(TEXT BLOCK)
Edwin Lutyens designed special cases for the records, envisioning that the books would lie open, “four books in line on the two side walls of the Book Room with a table in the centre”. I asked the caretaker if people were always asking for the key. He said no, which is why I took this project on. The books are too lovely to be neglected.

Ireland's Memorial Records 1914-1918 were published in 1923; a set has always been located at Islandbridge. Murray doesn't mention the volumes in Skippy Dies, but they would have helped to answer a question asked by another of the fictional students: "Whose name?"

The records list 49,435 Irish people – about the population of Waterford city today – who were killed in action or died of wounds. A hundred sets were sent to libraries and cathedrals throughout Ireland and Allied countries.

Dating from the period of memorialisation after the armistice, Ireland's Memorial Records are distinctive among war memorials as they feature Clarke's elaborate and somewhat fantastical illustrations.

The books are quarto size – about 28cm tall and 23cm wide – and Clarke's black-ink illustrations dominate the four sides of each page. Amid Celtic-inspired design he included ruined houses, graves, trenches, the Gallipoli Peninsula, cavalry, airplanes, tanks and searchlights. Small silhouetted soldiers seem to dance through swirls of poisonous gas, mist and sea foam, suggesting lines from Wilfred Owen's poem Dulce et Decorum Est: "As under a green sea", arc lights, shell bursts and "haunting flares" are at their backs.

Clarke’s illustrations are reverent – he includes the Virgin Mary, and several crosses to allude to the Resurrection – as well as Gothic in their insistence that machines of war have destroyed the soldiers and the landscape. The silhouettes hint at the very loss of individuality that the names attempt to imprint on the consciousness.

On the first page of names a ruined chateau, a disabled tank and silhouetted soldiers amid tipping crosses in a mouldering trench recall the droll Gothicism of Isaac Rosenberg's Break of Day in the Trenches, in which men are "Sprawled in the bowels of the earth / The torn fields of France" while "shrieking iron and flame / Hurled through still heavens".

Clarke is recognised for his stained-glass work, such as the 11 windows at the Honan Chapel, at University College Cork. So it may seem surprising that he took on a commission for a first World War memorial book. In fact, other than an appointment in his pocket diary for September 29th, 1919, which reads “Irish Nat Memorials”, there are no sketches, notes or letters that mention the commission.

(INSTRUCTIONS)
a. In the piece on Ireland's Memorial Records, rewrite the passage between "The records list" and "and Allied countries.", inclusive, substituting "copies" for "sets".
b. Based on the piece on Ireland's Memorial Records, decide whether each statement holds, answering yes or no and quoting the deciding words: (i) The records list 49,435 Irish people. (ii) The records were published in 1919. (iii) Clarke's illustrations are done in color.
c. Write the next paragraph of the piece on Ireland's Memorial Records, picking up after its final sentence.
The lines after this point aren't needed.

(MATERIAL SUPPLIED)
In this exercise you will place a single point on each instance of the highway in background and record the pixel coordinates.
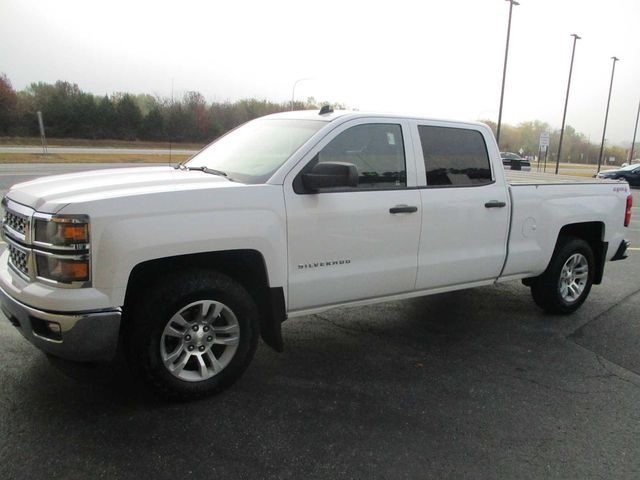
(98, 151)
(478, 383)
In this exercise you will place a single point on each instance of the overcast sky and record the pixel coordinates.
(433, 58)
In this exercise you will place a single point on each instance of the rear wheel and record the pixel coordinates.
(193, 335)
(566, 283)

(ANSWERS FOR THIS EXERCISE)
a.
The records list 49,435 Irish people – about the population of Waterford city today – who were killed in action or died of wounds. A hundred copies were sent to libraries and cathedrals throughout Ireland and Allied countries.

b.
(i) Yes: "The records list 49,435 Irish people"
(ii) No: "were published in 1923"
(iii) No: "Clarke's black-ink illustrations dominate the four sides of each page"

c.
He completed the drawings in 1922, after which they were electroplated. The design and typesetting were done by George Roberts, who intended to create a finely crafted book on hand-made Irish paper, after the style of the Kelmscott and Doves presses, in England.

Clarke likely received the commission from Laurence Waldron, his friend and patron. Waldron was one of a select group called together in July 1919 by the viceroy, Sir John French, to create a memorial.

At that point the committee decided to raise a private subscription to build a book room that would house a memorial scroll. It was perhaps a utopian effort, one that was meant to unite Irish people through common suffering. It was also an act of atonement for the atrocities of war and wretched conditions under which millions served and died, many thousands under French’s command on the Western Front.

Paul Murray concludes that “no story on its own makes any sense, and so what you have to do in a life is try and weave it back together, my story into your story, our stories into all the other people’s we know”.

In my book I attempt to tell a story about the place, time and people who created the Irish rolls of remembrance.

For this story to live and grow, though, it's important for Ireland's Memorial Records to be in places where people can see them – preferably the full eight volumes that carry the weight of so many names.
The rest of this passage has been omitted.